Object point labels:
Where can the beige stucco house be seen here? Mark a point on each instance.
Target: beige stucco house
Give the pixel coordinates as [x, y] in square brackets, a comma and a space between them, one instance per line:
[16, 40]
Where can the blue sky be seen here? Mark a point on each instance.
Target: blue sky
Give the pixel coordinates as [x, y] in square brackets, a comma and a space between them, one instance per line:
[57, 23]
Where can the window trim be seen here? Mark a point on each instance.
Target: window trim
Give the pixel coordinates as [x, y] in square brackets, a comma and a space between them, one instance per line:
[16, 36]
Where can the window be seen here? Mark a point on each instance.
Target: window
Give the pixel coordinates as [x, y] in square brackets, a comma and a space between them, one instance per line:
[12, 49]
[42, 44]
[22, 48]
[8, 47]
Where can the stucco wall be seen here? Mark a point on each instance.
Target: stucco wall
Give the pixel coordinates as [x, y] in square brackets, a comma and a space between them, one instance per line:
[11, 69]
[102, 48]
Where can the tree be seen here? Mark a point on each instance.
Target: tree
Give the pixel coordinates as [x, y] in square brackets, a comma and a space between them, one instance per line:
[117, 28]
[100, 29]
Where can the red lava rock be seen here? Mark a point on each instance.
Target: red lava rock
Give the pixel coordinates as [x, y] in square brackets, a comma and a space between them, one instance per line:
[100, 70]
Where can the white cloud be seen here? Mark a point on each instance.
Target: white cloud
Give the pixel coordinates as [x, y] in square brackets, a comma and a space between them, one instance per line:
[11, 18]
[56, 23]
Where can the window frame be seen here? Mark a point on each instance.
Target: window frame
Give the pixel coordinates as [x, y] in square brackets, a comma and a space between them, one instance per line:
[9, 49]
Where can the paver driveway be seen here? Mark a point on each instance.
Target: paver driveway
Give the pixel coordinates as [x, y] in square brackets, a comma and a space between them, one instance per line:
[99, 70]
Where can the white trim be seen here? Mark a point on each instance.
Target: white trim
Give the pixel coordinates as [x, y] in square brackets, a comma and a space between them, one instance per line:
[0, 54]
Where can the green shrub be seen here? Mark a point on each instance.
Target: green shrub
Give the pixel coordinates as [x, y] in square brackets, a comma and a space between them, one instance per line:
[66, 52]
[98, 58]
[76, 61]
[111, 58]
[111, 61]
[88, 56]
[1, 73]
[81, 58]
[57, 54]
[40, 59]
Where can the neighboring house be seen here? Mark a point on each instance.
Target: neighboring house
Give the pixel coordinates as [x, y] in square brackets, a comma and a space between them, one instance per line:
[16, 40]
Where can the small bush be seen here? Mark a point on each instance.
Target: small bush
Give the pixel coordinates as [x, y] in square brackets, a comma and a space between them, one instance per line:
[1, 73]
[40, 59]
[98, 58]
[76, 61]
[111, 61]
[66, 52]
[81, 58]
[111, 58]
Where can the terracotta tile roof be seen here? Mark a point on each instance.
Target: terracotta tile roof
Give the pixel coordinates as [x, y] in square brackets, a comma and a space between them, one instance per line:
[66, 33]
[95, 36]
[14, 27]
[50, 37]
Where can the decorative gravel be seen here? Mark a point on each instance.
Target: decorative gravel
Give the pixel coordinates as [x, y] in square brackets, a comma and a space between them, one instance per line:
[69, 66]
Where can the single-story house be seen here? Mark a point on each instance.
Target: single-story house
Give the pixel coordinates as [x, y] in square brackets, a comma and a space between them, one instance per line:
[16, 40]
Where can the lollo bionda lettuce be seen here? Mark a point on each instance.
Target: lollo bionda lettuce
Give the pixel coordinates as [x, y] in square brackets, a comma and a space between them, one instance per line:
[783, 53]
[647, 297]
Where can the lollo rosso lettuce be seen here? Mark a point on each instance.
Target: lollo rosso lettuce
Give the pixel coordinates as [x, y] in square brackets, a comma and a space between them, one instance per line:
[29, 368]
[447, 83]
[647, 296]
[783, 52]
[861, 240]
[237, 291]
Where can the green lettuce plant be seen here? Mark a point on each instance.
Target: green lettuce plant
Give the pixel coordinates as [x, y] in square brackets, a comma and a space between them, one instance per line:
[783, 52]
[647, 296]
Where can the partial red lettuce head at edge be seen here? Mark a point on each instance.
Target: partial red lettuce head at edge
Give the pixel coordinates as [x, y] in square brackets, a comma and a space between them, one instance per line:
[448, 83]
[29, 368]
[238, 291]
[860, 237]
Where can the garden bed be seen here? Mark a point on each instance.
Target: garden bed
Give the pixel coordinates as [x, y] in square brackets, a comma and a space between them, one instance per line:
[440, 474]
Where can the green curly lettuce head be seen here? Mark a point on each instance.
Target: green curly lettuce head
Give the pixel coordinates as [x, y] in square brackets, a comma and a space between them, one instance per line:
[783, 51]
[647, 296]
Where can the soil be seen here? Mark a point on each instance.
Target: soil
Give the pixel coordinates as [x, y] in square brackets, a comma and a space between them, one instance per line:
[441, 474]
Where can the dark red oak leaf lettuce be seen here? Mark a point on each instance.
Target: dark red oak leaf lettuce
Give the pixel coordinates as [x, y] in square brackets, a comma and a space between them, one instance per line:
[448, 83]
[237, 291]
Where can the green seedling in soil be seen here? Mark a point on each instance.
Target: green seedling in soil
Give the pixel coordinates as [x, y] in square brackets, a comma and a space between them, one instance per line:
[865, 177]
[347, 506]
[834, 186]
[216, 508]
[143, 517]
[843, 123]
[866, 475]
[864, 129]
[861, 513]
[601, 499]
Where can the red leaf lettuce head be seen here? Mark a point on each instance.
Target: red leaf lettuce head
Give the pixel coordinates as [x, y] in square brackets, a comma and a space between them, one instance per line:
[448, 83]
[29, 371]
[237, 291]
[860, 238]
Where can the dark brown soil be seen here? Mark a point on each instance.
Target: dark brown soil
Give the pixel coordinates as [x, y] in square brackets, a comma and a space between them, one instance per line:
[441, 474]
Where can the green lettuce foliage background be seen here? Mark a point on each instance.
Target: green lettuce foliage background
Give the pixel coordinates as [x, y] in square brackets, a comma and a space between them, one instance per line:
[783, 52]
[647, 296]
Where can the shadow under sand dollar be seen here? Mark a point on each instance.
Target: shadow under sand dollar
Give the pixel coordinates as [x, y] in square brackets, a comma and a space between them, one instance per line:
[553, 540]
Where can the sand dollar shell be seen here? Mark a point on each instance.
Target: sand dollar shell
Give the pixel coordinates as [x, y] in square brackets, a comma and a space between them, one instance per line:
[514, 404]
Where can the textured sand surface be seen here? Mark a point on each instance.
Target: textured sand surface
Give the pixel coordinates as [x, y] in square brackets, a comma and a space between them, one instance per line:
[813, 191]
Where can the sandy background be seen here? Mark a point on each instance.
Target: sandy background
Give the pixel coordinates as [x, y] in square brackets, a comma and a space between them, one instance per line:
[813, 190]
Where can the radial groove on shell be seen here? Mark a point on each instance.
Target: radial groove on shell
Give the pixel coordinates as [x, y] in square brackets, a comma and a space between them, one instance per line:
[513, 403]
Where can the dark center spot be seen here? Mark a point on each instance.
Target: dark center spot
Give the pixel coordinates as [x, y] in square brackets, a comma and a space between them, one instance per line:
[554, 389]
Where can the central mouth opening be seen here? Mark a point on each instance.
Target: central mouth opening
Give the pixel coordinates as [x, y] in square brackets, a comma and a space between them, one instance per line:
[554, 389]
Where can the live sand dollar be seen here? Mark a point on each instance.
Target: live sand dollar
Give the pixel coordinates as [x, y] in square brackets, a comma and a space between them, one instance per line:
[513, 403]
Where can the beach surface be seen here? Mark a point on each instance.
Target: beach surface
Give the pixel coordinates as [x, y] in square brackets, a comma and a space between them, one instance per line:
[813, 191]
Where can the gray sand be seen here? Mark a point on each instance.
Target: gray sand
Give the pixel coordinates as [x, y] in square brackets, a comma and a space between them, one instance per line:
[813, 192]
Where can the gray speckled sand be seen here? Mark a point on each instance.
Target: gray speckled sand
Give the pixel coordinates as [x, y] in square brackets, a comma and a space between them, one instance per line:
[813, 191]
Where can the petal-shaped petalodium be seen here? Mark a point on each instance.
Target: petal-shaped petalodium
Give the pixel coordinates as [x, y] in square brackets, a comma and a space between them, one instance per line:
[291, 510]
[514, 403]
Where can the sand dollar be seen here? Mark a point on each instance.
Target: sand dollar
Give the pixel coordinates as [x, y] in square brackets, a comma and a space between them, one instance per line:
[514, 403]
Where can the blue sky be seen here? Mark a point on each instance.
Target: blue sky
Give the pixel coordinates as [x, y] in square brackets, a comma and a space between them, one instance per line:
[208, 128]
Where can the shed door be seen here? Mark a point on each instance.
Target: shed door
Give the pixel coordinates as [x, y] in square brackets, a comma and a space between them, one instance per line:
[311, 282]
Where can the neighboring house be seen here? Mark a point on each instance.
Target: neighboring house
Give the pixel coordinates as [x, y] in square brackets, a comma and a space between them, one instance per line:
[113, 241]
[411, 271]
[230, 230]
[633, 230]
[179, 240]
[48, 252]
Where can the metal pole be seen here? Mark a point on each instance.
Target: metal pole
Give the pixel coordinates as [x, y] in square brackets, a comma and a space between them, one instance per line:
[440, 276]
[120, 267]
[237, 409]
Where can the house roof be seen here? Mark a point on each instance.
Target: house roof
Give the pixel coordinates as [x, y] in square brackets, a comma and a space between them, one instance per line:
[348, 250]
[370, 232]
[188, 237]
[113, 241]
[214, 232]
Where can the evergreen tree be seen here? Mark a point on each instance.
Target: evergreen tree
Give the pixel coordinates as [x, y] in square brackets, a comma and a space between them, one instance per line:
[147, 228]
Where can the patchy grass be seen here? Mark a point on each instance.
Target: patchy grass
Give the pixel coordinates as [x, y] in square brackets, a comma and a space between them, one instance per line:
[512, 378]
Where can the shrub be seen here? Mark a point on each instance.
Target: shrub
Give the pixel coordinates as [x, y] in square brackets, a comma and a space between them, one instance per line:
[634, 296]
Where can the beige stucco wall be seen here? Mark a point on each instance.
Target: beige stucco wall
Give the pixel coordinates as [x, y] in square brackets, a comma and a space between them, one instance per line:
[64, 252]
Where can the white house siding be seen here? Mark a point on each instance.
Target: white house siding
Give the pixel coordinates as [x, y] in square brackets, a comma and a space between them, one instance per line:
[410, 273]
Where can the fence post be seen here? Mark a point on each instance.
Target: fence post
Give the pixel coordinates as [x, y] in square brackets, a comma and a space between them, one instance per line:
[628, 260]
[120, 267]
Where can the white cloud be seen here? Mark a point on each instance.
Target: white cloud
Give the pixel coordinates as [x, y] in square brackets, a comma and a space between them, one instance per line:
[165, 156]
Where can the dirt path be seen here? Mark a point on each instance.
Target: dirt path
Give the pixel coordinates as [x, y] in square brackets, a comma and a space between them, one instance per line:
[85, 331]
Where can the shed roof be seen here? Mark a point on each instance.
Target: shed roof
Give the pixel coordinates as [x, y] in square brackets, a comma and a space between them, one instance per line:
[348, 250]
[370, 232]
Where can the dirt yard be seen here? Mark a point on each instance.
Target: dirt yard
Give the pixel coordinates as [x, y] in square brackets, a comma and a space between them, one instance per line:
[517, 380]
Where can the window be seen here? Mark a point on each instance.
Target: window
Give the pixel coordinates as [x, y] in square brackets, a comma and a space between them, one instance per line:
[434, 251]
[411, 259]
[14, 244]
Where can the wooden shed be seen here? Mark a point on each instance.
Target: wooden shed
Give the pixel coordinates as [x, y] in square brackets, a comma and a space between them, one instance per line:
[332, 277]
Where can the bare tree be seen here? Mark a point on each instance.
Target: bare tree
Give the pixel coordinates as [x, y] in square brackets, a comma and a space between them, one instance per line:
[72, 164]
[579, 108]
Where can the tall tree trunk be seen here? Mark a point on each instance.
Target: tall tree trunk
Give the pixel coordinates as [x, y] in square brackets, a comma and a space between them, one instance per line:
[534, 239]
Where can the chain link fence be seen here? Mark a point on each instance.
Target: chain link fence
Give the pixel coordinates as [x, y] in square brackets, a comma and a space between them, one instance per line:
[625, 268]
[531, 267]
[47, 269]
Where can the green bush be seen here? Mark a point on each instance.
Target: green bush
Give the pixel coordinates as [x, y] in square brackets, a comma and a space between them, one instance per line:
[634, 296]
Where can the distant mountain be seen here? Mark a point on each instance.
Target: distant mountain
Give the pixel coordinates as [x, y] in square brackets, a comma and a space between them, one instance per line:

**What to do**
Can you reproduce the listing word for word, starting at the line that contains "Where can the chain" and continuing through the last line of the listing?

**Answer to the problem**
Where can the chain link fence be seen here? Mark a point on each instance.
Target: chain link fence
Give the pixel coordinates as [x, y] in square brackets, a comma and a space between them, one instance per line:
[625, 268]
[531, 267]
[47, 269]
Where can the green bush be seen here? Mark a point on each instance.
Target: green bush
Give the pixel coordinates as [x, y] in square brackets, a comma and a space between them, one instance per line:
[634, 296]
Where can the distant mountain be seen here? Mark a point on each instance.
Target: distant mountain
Give the pixel coordinates as [x, y] in square brackets, a comma and a space between them, one instance per line:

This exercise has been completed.